Über W. G. Sebalds „Die Ringe des Saturn“

 

 

Vor mir liegt mein zerlesenes Exemplar von W.G. Sebalds „Die Ringe des Saturn – eine englische Wallfahrt“. Nachdenklich betrachte ich die mir vom Autor zugedachte Widmung. Ein gutes Jahr nach seinem Erscheinen im Frühjahr 1995 hatte ich das Buch bereits zweimal gelesen. Der Freund, dem ich es daraufhin nach England mitgab, um eben diese Widmung zu erhalten, erzählte mir später, Sebald habe wohl drei, vier Minuten nachgedacht über die Formulierung, habe dann aber nichts anderes zustande gebracht als seinen Namenszug (in einer die verschiedenen Buchstaben zu einer gleichmäßigen Wellenbewegung einebnenden Schrift) und die Angabe von Monat und Jahr.

Meine erste Lektüre ist jetzt, im März 2020, also ziemlich genau ein Vierteljahrhundert her. Gestern Morgen, als ich die „Ringe“ aus dem Regal nahm – die gegenwärtige Epidemie lässt uns Zeit für solche Arbeiten wie die Korrektur einer manchmal nachlässig gehandhabten alphabetischen Sortierung – ist mir klar geworden, dass dieses Buch wohl dasjenige ist, das ich in diesem Vierteljahrhundert am häufigsten gelesen habe, häufiger noch als die von mir so verehrten Thomas-Mannschen Riesenschmöker.

Und am Abend, als ich mich daran machen wollte, ein Inhaltsverzeichnis dieses eigenartigen und faszinierenden Buches anzufertigen – auch das eine Tätigkeit, die uns die von der Epidemie verordnete Ruhigstellung gestattet -, stellte ich beim ersten Abspeichern fest, dass ich 2008, zur Halbzeit, schon einmal, ohne Epidemie, ein solches Inhaltsverzeichnis, unter gleichem Dateinamen, unternommen habe.

Mittlerweile, fast zwanzig Jahre nach seinem Unfalltod, ist Sebald weltbedeutend geworden, und eine kaum übersehbare Sekundärliteratur beschäftigt sich mit dem „typischen Sebald-Ton“, dem „meisterlichen Stil“ und der „gesteigerten Wahrnehmungsfähigkeit“ des Schriftstellers.

- VORLIEGENDE DATEN:
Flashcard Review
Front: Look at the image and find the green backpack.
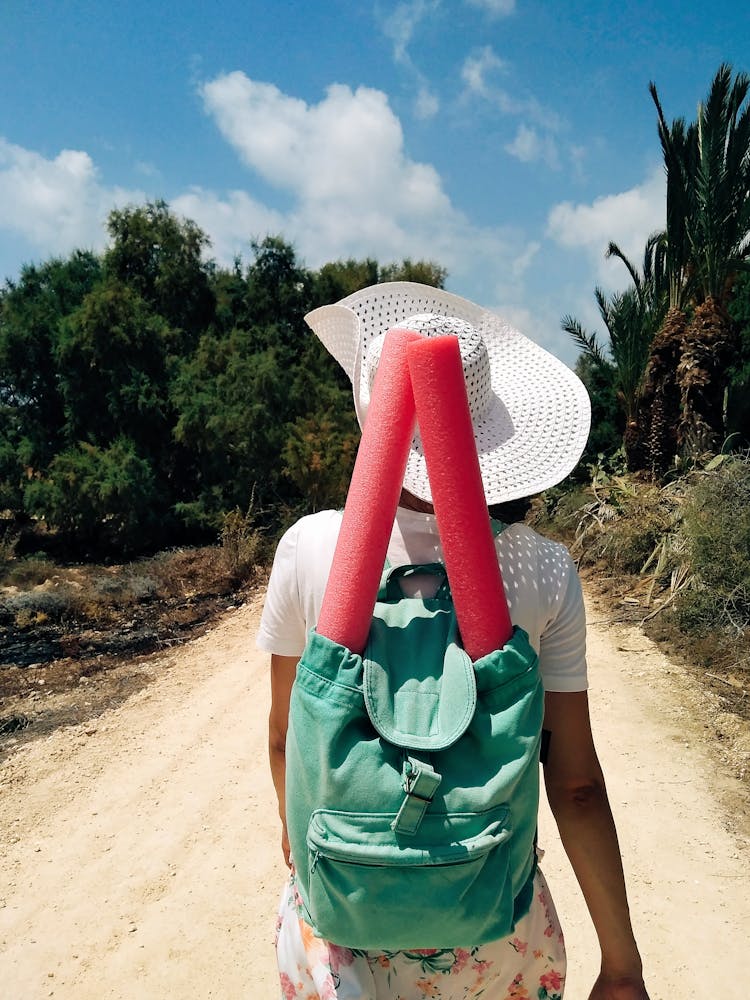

- ZU ERLEDIGENDE AUFGABEN:
- a) Wann ist Sebalds „Die Ringe des Saturn“ laut dem Text über Sebald erschienen?
- b) Gib bitte den Abschnitt aus dem Text über Sebald von „Vor mir liegt“ bis „Monat und Jahr.“ wörtlich wieder.

- ANTWORTEN:
- a) Im Frühjahr 1995.

- b)
Vor mir liegt mein zerlesenes Exemplar von W.G. Sebalds „Die Ringe des Saturn – eine englische Wallfahrt“. Nachdenklich betrachte ich die mir vom Autor zugedachte Widmung. Ein gutes Jahr nach seinem Erscheinen im Frühjahr 1995 hatte ich das Buch bereits zweimal gelesen. Der Freund, dem ich es daraufhin nach England mitgab, um eben diese Widmung zu erhalten, erzählte mir später, Sebald habe wohl drei, vier Minuten nachgedacht über die Formulierung, habe dann aber nichts anderes zustande gebracht als seinen Namenszug (in einer die verschiedenen Buchstaben zu einer gleichmäßigen Wellenbewegung einebnenden Schrift) und die Angabe von Monat und Jahr.